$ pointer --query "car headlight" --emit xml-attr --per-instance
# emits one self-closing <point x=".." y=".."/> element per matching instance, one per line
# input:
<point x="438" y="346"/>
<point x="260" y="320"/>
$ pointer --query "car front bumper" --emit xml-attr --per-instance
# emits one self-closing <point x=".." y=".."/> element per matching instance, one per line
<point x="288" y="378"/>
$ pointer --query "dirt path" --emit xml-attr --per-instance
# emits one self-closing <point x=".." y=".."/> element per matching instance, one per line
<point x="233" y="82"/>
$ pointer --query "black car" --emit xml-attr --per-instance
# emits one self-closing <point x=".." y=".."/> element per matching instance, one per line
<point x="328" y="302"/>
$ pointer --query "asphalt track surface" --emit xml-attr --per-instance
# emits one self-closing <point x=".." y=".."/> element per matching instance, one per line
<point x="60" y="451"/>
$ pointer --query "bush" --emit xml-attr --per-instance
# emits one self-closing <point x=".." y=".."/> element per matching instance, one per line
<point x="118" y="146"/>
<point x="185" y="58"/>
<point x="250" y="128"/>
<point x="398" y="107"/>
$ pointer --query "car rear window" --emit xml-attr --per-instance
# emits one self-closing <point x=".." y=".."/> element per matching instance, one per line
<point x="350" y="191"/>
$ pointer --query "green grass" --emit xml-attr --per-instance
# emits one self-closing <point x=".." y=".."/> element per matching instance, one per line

###

§ **TASK**:
Nothing is to be left out; every record above must be repeated exactly.

§ **EXERCISE RESPONSE**:
$ pointer --query "car headlight" --emit xml-attr --per-instance
# emits one self-closing <point x=".." y=".."/> element per matching instance, one per line
# input:
<point x="438" y="346"/>
<point x="260" y="320"/>
$ pointer --query "car front bumper" --emit xml-attr --per-instance
# emits one self-closing <point x=".." y=".."/> element per matching instance, one per line
<point x="288" y="378"/>
$ pointer --query "dirt path" --emit xml-attr --per-instance
# emits one self-closing <point x=".." y=".."/> element per matching instance, one per line
<point x="233" y="82"/>
$ pointer --query "black car" --emit xml-attr --per-instance
# emits one self-closing <point x=".." y=".."/> element per matching instance, one per line
<point x="328" y="302"/>
$ pointer --query "asphalt track surface" --emit xml-attr --per-instance
# emits one self-closing <point x=".." y=".."/> element per matching instance, one per line
<point x="60" y="451"/>
$ pointer --query "bush" --emit xml-attr --per-instance
# emits one self-closing <point x=".." y=".."/> element per matching instance, one per line
<point x="118" y="146"/>
<point x="185" y="58"/>
<point x="250" y="128"/>
<point x="398" y="107"/>
$ pointer --query "car rear window" --emit xml-attr --per-instance
# emits one self-closing <point x=".." y=".."/> element per matching instance, one per line
<point x="350" y="191"/>
$ pointer --query "green grass" --emit xml-attr --per-instance
# emits one self-closing <point x=".." y=".."/> element per matching instance, one per line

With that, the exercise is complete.